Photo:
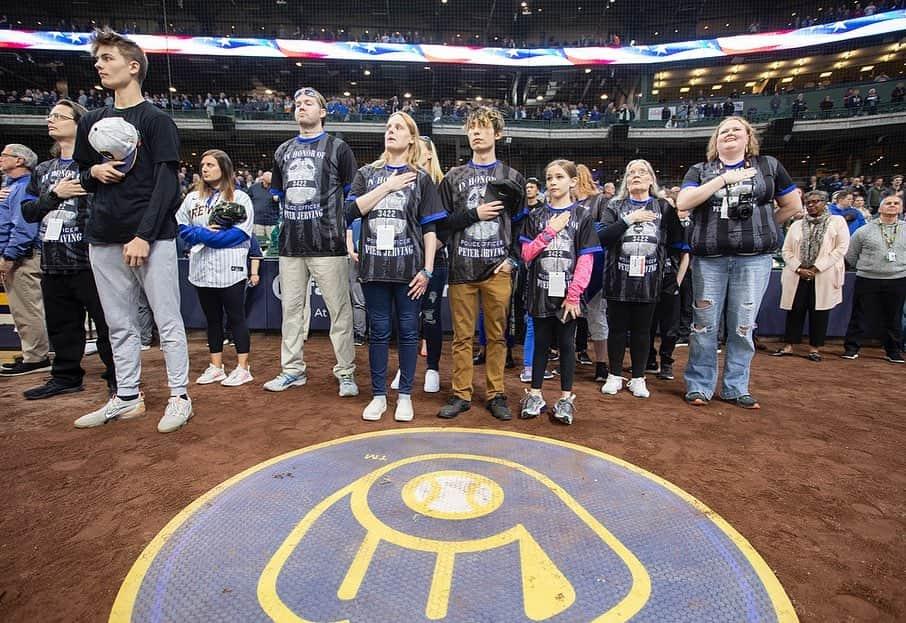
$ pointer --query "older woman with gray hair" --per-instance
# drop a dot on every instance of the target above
==
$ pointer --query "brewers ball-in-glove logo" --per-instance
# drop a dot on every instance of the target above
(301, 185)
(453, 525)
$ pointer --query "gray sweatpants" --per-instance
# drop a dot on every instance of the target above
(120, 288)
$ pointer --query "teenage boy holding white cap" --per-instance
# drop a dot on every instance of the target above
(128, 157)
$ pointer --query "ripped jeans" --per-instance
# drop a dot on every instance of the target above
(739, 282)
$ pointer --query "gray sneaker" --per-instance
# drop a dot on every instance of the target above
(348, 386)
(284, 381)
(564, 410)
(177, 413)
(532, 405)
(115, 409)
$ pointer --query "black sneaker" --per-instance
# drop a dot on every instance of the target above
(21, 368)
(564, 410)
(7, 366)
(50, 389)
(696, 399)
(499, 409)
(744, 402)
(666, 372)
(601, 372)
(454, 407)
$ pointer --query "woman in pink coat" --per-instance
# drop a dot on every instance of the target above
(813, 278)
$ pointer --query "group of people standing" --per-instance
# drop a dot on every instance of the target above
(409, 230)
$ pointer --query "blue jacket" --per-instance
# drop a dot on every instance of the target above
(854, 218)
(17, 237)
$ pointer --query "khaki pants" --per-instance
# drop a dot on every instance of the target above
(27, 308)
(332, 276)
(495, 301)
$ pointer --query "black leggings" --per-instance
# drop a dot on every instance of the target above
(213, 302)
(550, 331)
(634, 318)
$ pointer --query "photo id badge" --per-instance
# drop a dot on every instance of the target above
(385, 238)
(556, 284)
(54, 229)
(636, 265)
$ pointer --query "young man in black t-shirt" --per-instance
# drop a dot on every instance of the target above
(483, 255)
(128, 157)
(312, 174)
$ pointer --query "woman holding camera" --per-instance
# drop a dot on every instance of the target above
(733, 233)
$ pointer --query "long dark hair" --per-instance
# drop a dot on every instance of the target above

▸ **What the task requires**
Count the lines in the rows above that contain the string "holding", treating uppercase and lowercase as different. Reply with the number alone.

▸ **Worked solution**
2